**** Text excerpt

This is most notable in the mountain areas in the south of the country,
where the annual festivities play a key role in maintaining a vital
sense of community. As a supplement to these, Poland has many more
recently established cultural festivals , particularly in the fields of
music and drama. As well as a strong ethnic/folk music scene,
contemporary music in Poland is intriguing, if a little inaccessible to
outsiders.
Religious and traditional festivals
The highlight of the Catholic year is Easter (Wielkanoc), which is
heralded by a glut of spring fairs, offering the best of the early
livestock and agricultural produce. Holy Week (Wielki Tydzien) kicks off
in earnest on Palm Sunday (Niedziela Palmowa), when palms are brought to
church and paraded in processions. Often the painted and decorated "palms"
are handmade, sometimes with competitions for the largest or most
beautiful. The most famous procession takes place at Kalwaria
Zebrzydowska near Kraków, inaugurating a spectacular week-long series of
mystery plays, re-enacting Christ's Passion.
On Maundy Thursday (Wielki Czwartek) many communities take symbolic
revenge on Judas Iscariot: his effigy is hanged, dragged outside the
village, flogged, burned or thrown into a river. Good Friday (Wielki
Piatek) sees visits to mock-ups of the Holy Sepulchre - whether
permanent structures such as at Kalwaria Zebrzydowska and Wambierzyce in
Silesia, or ad hoc creations, as is traditional in Warsaw. In some
places, notably the Rzeszów region, this is fused with a celebration of
King Jan Sobieski's victory in the Siege of Vienna, with "Turks" placed
in charge of the tomb. Holy Saturday (Wielka Sobota) is when baskets of
painted eggs, sausages, bread and salt are taken along to church to be
blessed and sprinkled with holy water. The consecrated food is eaten at
breakfast on Easter Day (Niedziela Wielkanocna), when the most solemn
Masses of the year are celebrated. On Easter Monday (Lany Poniedzialek),
girls are doused with water by boys to "make them fertile" (a marginally
better procedure than in the neighbouring Czech Republic where they're
beaten with sticks). Even in the cosmopolitan cities you'll see gangs of
boys waiting in the streets or leaning out of first-floor windows
waiting to throw water bombs at passing girls.

********
**** Supplied data

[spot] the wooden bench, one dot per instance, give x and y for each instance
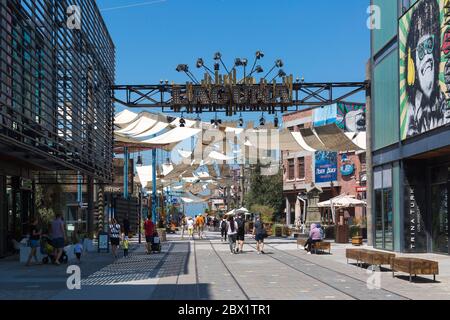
(370, 257)
(415, 266)
(354, 254)
(318, 246)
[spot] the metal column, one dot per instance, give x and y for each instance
(126, 158)
(154, 191)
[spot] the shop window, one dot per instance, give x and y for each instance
(384, 238)
(301, 168)
(291, 169)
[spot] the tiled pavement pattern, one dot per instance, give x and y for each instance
(205, 270)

********

▸ Parts of the exercise:
**a.** Answer these from the Polish festivals text:
(i) Where does the most famous Palm Sunday procession take place?
(ii) What goes into the baskets taken to church on Holy Saturday?
(iii) What do boys do to girls on Easter Monday?
**b.** Render all the rows as a Markdown table with the columns No and Line, one line per table row, skipping blank lines and leaving out the pictures.

▸ Results of the exercise:
**a.**
(i) At Kalwaria Zebrzydowska near Kraków.
(ii) Painted eggs, sausages, bread and salt.
(iii) They douse them with water.

**b.**
| No | Line |
|---|---|
| 1 | [spot] the wooden bench, one dot per instance, give x and y for each instance |
| 2 | (370, 257) |
| 3 | (415, 266) |
| 4 | (354, 254) |
| 5 | (318, 246) |
| 6 | [spot] the metal column, one dot per instance, give x and y for each instance |
| 7 | (126, 158) |
| 8 | (154, 191) |
| 9 | [spot] the shop window, one dot per instance, give x and y for each instance |
| 10 | (384, 238) |
| 11 | (301, 168) |
| 12 | (291, 169) |
| 13 | [spot] the tiled pavement pattern, one dot per instance, give x and y for each instance |
| 14 | (205, 270) |